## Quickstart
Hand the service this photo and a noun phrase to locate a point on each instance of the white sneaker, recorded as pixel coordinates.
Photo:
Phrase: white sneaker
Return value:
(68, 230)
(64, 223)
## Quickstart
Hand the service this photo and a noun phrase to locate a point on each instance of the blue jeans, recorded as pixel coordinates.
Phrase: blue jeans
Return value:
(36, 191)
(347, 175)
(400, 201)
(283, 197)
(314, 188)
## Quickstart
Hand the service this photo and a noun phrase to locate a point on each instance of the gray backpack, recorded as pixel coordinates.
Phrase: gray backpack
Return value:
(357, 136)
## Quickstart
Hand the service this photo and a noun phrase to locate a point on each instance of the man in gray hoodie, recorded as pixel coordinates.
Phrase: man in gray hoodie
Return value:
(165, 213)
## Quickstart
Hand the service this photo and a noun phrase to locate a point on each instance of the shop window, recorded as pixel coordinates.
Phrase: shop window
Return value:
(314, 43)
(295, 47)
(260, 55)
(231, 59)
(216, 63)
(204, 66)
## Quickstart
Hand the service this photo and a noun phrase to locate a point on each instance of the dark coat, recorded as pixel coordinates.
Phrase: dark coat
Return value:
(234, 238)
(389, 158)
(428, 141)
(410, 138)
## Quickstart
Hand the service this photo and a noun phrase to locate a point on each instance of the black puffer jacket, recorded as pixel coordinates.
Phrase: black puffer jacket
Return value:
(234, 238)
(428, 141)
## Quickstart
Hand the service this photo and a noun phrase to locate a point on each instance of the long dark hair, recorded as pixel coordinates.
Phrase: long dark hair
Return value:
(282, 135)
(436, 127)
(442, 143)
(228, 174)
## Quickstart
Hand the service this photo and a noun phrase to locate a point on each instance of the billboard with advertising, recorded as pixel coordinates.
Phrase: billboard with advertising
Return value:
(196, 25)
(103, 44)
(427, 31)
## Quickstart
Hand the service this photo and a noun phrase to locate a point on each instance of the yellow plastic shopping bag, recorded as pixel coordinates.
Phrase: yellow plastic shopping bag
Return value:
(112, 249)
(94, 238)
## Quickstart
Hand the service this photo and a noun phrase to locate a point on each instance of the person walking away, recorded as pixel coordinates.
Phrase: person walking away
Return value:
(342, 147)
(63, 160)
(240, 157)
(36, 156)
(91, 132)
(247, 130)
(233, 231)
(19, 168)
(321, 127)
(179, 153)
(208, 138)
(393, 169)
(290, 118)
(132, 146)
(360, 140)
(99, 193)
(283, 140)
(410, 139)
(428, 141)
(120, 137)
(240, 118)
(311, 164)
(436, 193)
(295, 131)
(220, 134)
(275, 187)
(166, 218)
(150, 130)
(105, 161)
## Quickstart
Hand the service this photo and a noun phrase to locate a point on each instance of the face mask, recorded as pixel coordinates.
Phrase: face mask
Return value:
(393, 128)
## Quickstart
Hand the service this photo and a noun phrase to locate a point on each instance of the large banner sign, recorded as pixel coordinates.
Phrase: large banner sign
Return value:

•••

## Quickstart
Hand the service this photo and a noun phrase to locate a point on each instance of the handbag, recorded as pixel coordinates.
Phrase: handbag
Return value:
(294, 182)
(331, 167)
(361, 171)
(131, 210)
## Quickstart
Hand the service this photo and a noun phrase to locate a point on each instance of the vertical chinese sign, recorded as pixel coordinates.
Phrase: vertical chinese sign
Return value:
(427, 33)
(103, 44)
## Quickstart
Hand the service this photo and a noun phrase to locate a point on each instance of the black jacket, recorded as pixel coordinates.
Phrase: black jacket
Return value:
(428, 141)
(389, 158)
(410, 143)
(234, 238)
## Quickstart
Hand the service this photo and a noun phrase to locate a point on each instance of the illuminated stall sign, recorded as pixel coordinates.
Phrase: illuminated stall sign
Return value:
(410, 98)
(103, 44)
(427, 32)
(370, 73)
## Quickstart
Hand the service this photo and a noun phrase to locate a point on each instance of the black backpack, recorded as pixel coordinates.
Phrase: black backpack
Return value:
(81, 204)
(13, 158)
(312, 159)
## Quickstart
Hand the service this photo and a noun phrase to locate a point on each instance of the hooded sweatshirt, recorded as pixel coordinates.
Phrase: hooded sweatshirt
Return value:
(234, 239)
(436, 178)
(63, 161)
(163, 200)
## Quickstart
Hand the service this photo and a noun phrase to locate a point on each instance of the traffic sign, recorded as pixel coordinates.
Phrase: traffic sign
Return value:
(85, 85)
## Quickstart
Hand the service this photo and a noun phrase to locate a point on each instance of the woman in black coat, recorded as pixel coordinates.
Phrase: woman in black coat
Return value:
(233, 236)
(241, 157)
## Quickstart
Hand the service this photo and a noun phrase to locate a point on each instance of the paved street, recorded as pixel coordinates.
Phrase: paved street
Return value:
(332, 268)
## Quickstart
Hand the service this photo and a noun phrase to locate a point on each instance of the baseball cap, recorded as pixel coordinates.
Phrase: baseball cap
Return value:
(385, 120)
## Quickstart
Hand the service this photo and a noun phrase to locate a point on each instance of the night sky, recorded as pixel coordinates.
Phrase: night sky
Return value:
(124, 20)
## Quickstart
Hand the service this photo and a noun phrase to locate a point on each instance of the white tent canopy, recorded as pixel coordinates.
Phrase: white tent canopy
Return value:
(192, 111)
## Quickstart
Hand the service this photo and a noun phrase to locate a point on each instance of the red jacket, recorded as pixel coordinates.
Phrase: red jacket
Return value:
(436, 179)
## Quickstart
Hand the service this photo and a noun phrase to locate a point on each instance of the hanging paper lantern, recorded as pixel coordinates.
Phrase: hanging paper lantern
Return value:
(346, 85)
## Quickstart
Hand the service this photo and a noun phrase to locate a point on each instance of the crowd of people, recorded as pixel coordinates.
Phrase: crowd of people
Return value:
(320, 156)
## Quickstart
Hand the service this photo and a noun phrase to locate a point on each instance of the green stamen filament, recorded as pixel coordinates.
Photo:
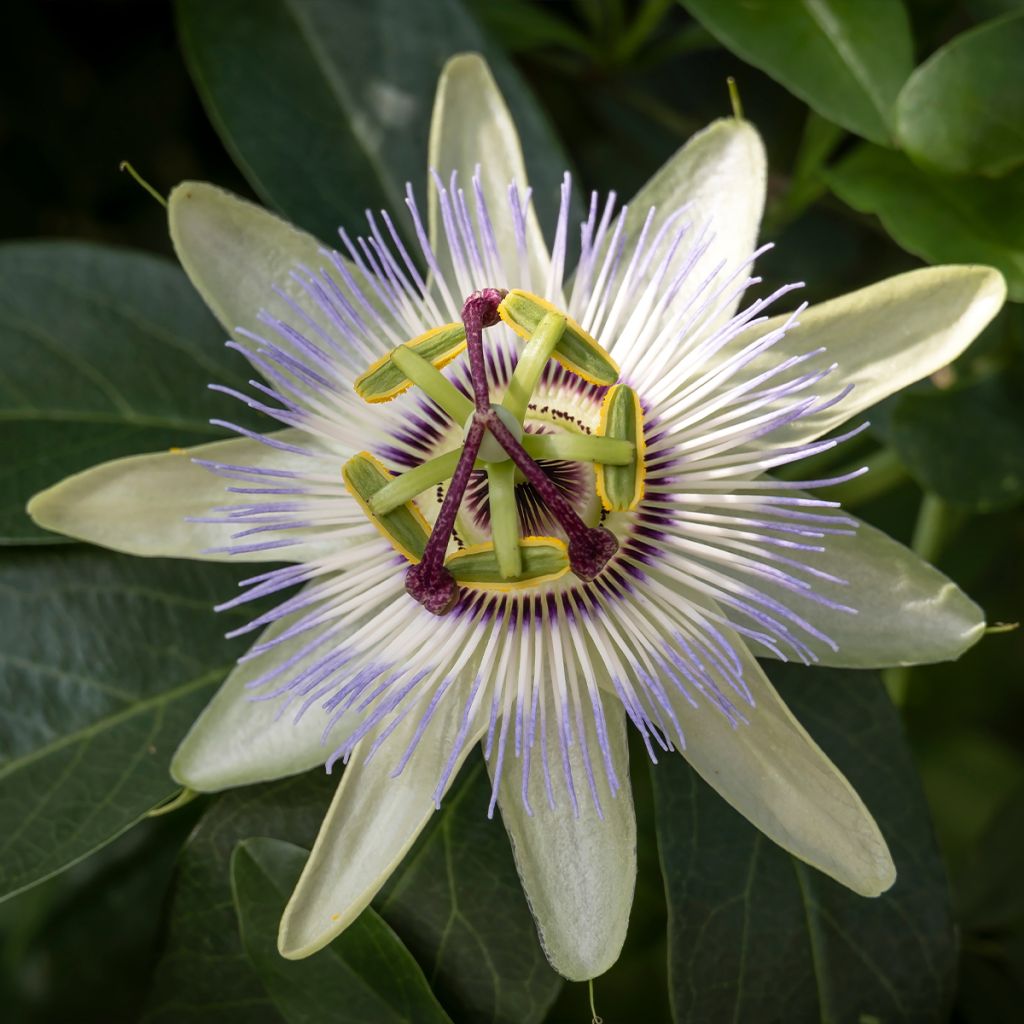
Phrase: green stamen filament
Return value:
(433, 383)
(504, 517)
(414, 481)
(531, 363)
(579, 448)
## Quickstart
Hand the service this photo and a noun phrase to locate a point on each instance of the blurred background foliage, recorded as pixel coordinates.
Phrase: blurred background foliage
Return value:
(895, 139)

•••

ACTIVITY: Copy each line of the listing that contains "coat".

SOLUTION TO THIS PROBLEM:
Hand the service this photo and a noun phrase to locate a point on each instance of the dark coat, recorded as pixel coordinates.
Phrase: dark coat
Hand the service this photo and a noun phrase to locate a point on each instance of the woman in black coat, recorded as pixel coordinates.
Phrase: woman in black coat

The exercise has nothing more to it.